Excerpts from a pointing dataset:
_ _ _ _ _ _ _

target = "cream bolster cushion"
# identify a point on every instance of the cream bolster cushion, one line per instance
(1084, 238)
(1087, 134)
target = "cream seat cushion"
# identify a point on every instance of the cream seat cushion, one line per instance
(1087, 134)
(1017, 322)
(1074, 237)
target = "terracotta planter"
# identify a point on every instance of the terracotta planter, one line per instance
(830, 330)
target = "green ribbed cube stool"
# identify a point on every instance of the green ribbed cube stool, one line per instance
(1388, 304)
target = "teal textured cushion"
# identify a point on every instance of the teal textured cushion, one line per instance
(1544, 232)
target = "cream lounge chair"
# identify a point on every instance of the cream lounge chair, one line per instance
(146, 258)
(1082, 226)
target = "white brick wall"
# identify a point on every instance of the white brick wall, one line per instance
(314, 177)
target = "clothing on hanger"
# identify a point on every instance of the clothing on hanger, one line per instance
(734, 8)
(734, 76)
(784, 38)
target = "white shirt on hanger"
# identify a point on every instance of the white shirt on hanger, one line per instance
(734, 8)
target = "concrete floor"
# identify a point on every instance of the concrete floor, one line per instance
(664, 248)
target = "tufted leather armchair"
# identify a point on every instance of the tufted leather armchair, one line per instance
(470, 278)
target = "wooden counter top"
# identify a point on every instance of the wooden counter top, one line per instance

_ _ _ _ _ _ _

**WHAT YOU HAVE TO DO:** Locate each line in the records above that contains the string "seat" and copy those lines out in full.

**OUTPUT OF THE TASK:**
target = "cream seat cushion"
# identify a point on every instance of the cream seat cushion, one line per instance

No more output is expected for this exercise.